**Text provided**:
══════
To celebrate the selection of this year’s New Voices cohort, we caught up with all the selected artists and composers for a quick chat.
Here, we speak to New Voices 2021 composer Gwen Siôn. Gwen is an experimental composer, pianist and multidisciplinary artist. Her work is primarily sound-based although she often incorporates elements of sculpture, moving image, photography and text to create multi-sensory installations.
Can you tell us about your musical influences?
My sound works often combine elements of ambient and electroacoustic music, minimalism, musique concrète and experimental electronic music. I am passionate about forming a practice working at the intersection of art, music, science and ecology so I am really interested in creative crossover and experimental artists who work across disciplines. I love all kinds of music and have a pretty eclectic taste that spans different periods and genres but in terms of my influences more specifically in relation to experimental composition and sound art, I am really interested in the work of Halim El-Dabh, Pauline Oliveros, Alvin Lucier, Brian Eno, Katrina Palmer, Maryanne Amarcher, Ain Bailey, Mileece, Aphex Twin, David Toop and Benedict Drew.
What are you working on at the moment?
My practice is informed by contemporary art, music and environmental practices, as well as craft and engineering processes and I often create my own sculptural sound devices from recycled materials. Since the pandemic began, I have been working on designing and building both acoustic and electronic music devices and experimental instruments, and recently developed a device which I call The Shadowboard.
══════
**Collected data**:
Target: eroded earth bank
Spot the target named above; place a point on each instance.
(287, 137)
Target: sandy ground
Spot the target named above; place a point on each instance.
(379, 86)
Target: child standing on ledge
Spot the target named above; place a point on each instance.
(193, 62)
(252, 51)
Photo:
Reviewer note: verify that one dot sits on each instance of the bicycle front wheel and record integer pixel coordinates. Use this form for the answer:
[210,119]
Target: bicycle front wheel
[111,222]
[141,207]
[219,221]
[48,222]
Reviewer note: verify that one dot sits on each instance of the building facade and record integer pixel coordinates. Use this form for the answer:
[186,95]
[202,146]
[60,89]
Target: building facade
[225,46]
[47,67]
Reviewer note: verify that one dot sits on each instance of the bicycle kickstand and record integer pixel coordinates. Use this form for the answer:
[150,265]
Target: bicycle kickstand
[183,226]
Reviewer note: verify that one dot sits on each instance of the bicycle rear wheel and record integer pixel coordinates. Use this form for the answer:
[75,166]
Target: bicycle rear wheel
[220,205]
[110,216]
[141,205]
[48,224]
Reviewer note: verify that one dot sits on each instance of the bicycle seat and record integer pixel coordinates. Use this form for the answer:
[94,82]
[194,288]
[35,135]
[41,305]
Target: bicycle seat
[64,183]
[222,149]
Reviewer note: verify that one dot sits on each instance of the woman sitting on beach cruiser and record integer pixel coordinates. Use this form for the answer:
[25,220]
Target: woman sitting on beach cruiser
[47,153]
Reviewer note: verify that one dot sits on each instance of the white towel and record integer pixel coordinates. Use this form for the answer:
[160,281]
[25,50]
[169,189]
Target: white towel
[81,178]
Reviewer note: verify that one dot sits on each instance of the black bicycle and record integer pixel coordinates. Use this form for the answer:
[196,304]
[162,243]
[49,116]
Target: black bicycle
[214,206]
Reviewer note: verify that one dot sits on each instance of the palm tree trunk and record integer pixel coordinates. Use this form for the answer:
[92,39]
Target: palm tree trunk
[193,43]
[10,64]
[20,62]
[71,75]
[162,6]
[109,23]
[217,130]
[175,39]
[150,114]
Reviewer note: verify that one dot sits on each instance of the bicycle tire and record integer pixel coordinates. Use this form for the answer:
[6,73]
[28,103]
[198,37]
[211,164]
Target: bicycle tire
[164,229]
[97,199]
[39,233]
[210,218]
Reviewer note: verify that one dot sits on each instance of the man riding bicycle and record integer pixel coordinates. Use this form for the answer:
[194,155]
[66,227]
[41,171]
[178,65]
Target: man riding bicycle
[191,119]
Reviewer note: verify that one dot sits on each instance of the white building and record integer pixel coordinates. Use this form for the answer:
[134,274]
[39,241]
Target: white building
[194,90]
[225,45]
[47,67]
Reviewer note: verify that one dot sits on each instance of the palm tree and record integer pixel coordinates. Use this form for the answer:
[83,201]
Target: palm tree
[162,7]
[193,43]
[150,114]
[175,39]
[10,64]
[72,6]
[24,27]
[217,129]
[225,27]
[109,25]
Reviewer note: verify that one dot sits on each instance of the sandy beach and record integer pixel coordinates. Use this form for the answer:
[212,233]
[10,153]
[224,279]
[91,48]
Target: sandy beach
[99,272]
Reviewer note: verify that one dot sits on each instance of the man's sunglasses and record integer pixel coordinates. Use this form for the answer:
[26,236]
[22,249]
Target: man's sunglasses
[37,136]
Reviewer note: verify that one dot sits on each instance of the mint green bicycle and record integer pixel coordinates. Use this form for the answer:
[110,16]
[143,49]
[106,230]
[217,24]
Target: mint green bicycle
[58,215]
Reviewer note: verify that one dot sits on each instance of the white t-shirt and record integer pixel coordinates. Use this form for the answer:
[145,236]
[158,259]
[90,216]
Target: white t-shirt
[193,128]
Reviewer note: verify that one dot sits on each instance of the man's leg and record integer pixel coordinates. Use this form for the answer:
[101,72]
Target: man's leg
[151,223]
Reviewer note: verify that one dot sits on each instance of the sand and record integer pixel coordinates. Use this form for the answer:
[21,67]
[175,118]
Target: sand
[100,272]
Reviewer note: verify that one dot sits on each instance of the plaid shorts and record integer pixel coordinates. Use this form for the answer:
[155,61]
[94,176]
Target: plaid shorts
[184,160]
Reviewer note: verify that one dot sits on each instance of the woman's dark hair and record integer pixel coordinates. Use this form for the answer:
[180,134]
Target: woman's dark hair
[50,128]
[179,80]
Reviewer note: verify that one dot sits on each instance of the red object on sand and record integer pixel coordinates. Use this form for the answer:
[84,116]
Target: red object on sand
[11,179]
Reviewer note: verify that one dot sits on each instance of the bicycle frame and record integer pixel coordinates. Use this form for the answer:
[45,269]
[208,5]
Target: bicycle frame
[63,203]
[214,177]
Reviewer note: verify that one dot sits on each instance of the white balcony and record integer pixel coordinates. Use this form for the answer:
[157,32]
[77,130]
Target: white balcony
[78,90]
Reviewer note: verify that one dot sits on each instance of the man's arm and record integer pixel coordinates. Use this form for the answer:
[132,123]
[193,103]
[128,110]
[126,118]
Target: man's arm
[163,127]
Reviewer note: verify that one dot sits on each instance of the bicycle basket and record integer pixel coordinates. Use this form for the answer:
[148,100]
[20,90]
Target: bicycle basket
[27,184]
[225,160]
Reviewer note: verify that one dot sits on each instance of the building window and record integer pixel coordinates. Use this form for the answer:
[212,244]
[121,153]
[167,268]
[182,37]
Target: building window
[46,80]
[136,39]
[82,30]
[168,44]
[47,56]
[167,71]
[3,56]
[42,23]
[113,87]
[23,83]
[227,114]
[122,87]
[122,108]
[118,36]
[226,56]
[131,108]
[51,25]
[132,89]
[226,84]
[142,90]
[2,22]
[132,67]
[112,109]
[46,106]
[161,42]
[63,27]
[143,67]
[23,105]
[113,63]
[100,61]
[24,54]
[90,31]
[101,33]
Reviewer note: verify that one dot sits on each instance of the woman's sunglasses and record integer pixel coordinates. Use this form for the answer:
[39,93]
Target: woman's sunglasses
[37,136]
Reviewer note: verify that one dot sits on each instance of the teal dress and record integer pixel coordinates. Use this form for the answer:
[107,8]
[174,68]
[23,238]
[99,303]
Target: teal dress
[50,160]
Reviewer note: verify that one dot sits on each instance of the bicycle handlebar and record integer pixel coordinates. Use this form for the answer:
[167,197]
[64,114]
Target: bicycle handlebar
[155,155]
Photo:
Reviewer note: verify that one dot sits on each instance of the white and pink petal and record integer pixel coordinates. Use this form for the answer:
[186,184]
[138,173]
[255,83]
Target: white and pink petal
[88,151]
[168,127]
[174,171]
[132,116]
══════
**Work order A**: From the interview with Gwen Siôn, copy everything from "Can you tell" down to "and Benedict Drew.".
**Work order B**:
Answer these questions about the interview with Gwen Siôn:
(i) Besides being an experimental composer, what instrument does Gwen play?
(ii) From what materials does she often make her sculptural sound devices?
(iii) What does she call the device she recently developed?
**Work order C**: Go on with the interview with Gwen Siôn from its last sentence.

**Exercise response A**:
Can you tell us about your musical influences?
My sound works often combine elements of ambient and electroacoustic music, minimalism, musique concrète and experimental electronic music. I am passionate about forming a practice working at the intersection of art, music, science and ecology so I am really interested in creative crossover and experimental artists who work across disciplines. I love all kinds of music and have a pretty eclectic taste that spans different periods and genres but in terms of my influences more specifically in relation to experimental composition and sound art, I am really interested in the work of Halim El-Dabh, Pauline Oliveros, Alvin Lucier, Brian Eno, Katrina Palmer, Maryanne Amarcher, Ain Bailey, Mileece, Aphex Twin, David Toop and Benedict Drew.

**Exercise response B**:
(i) Piano; she is described as a pianist.
(ii) Recycled materials.
(iii) The Shadowboard.

**Exercise response C**:
The Shadowboard is an interactive sculptural sound installation exploring liminality, synaesthesia, participation and connectivity. It is an original hand-built electronic instrument which consists of 12 oscillators, each tuned to a 12-note colour-harmonics scale which I created based on my own synaesthetic experience. The Shadowboard encourages a playful interaction with colour and sound and is a fully functioning musical instrument which can be played entirely without touch, allowing for a Covid-safe participatory experience and a moment of collective engagement after a prolonged period of isolation. By means of an original circuit design connecting oscillators and light-dependent resistors, musical notes are triggered and played by the participating audience casting shadows over the installation.
What are you looking forward to most about New Voices?
The opportunity to further develop my practice and to create a new body of work is really exciting to me. I am looking forward to being able to dedicate time to research, experimentation, testing out ideas and the periods of self-reflection that New Voices offers. This opportunity will really allow the potential for deeply considered, ambitious work and high-quality production. I am hoping to develop a project that will include three strands: the sonic, the material and the performative, so as well as compositional work I am aiming to create a new series of original hand-built experimental instruments and sculptural sound devices which will feature as part of the music I create.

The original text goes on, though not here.